#### WORK TO BE COMPLETED:
Pull out each line in the records below that contains the string "stone", treating the match as case-sensitive.

#### MATERIAL FOR THIS TASK:
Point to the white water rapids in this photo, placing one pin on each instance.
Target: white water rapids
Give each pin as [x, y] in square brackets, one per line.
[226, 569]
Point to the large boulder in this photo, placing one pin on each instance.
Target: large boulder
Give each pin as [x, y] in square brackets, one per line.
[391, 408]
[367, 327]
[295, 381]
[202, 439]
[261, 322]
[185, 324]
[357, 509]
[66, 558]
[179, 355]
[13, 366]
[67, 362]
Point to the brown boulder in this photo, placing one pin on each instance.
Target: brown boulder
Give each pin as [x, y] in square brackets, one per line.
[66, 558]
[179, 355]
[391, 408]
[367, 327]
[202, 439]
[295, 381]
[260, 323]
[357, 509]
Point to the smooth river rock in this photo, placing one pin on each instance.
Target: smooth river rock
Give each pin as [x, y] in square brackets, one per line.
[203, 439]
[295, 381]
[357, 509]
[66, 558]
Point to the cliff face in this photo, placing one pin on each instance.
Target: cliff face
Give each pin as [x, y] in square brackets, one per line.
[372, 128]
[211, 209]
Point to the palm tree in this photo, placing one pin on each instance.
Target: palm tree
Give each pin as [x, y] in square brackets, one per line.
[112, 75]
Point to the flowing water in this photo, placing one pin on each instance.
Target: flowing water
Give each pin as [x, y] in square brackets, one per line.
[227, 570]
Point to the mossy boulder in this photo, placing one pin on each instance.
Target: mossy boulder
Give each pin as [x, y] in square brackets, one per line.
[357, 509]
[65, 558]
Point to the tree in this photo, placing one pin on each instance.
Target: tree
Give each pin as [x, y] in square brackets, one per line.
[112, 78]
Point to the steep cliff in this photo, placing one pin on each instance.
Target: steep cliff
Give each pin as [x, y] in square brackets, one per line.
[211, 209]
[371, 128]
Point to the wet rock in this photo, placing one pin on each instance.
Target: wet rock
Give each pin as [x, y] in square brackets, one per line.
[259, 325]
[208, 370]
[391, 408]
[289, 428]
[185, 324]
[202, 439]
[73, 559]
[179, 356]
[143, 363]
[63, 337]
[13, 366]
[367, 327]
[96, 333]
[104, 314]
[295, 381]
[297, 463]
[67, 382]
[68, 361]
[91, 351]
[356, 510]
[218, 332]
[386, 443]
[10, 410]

---

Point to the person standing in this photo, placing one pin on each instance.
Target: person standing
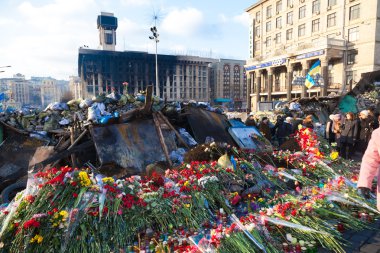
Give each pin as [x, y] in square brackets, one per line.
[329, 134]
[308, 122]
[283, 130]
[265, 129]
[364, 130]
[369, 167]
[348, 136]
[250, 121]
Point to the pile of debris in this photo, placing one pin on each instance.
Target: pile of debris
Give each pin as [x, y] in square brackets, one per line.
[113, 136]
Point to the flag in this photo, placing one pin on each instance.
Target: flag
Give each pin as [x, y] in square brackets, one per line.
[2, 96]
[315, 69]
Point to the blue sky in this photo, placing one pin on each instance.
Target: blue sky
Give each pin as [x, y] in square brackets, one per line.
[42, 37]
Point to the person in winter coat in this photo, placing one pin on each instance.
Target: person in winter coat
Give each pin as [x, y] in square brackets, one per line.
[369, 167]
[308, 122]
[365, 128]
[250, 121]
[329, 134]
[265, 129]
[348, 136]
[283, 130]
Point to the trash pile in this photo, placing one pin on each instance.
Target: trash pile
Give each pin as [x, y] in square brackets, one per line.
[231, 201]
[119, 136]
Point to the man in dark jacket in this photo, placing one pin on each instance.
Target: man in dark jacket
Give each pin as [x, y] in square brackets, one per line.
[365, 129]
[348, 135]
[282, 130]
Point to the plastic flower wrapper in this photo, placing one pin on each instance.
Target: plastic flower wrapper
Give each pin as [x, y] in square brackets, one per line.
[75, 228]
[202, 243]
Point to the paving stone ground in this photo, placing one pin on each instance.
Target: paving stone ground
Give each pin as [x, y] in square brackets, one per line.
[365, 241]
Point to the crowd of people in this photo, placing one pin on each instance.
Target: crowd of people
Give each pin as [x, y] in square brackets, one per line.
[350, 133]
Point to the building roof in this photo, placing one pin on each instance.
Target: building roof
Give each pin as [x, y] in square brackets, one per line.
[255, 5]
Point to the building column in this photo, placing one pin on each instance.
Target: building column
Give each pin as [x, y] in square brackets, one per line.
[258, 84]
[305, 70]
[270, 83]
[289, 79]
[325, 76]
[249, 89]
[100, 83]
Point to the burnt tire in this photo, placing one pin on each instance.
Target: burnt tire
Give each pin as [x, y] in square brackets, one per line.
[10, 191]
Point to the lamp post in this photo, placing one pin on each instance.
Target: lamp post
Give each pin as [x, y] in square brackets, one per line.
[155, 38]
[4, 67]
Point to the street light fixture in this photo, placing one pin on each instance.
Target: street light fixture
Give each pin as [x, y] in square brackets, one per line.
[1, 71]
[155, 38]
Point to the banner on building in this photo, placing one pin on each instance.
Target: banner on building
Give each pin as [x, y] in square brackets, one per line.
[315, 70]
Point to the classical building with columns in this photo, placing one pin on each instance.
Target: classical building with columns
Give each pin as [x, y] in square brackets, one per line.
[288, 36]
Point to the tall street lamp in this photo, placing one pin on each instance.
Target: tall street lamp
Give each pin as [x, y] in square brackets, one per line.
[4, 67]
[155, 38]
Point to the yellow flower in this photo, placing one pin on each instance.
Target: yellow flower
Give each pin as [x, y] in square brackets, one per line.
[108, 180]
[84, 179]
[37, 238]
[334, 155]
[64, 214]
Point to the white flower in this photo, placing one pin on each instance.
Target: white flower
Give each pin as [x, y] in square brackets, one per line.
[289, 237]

#### OUTPUT OF THE TASK:
Point to the paving stone ground in this photo, placing one pin on each instance.
Target: paving stone ground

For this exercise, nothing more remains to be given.